Nothing in the records may be altered, so transcribe them exactly.

Exercise material »
<<<<

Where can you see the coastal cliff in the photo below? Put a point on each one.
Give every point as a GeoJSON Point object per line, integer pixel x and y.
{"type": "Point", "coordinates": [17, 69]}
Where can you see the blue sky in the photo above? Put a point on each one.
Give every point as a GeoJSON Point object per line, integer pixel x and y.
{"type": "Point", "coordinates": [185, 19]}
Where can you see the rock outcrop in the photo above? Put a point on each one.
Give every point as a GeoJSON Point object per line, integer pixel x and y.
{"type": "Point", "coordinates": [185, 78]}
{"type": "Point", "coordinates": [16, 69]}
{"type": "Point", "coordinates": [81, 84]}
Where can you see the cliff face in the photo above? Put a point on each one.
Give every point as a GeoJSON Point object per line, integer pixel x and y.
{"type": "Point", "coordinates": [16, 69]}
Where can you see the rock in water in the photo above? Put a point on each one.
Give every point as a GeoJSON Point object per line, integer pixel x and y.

>>>>

Exercise response »
Where can you see the coastal cliff in the photo below? Put a point on each one.
Give every point as a GeoJSON Point object per line, integer pixel x and y.
{"type": "Point", "coordinates": [17, 69]}
Where can you see the blue sky in the photo above? Put a point on each one.
Give every point as a GeoJSON Point object per line, integer pixel x and y.
{"type": "Point", "coordinates": [185, 19]}
Where can you see the rock outcrop in the photo above? Put a point on each one.
Give every point as a GeoJSON Point object per line, integer pixel x and y.
{"type": "Point", "coordinates": [185, 78]}
{"type": "Point", "coordinates": [16, 69]}
{"type": "Point", "coordinates": [81, 84]}
Where can you see the cliff face in the photo above? Put a point on each one.
Give every point as a GeoJSON Point object per line, integer pixel x and y.
{"type": "Point", "coordinates": [16, 69]}
Where can you see the rock in water in the photo above? Put a point on each one.
Give every point as a GeoJSON Point object per line, integer pixel x and y.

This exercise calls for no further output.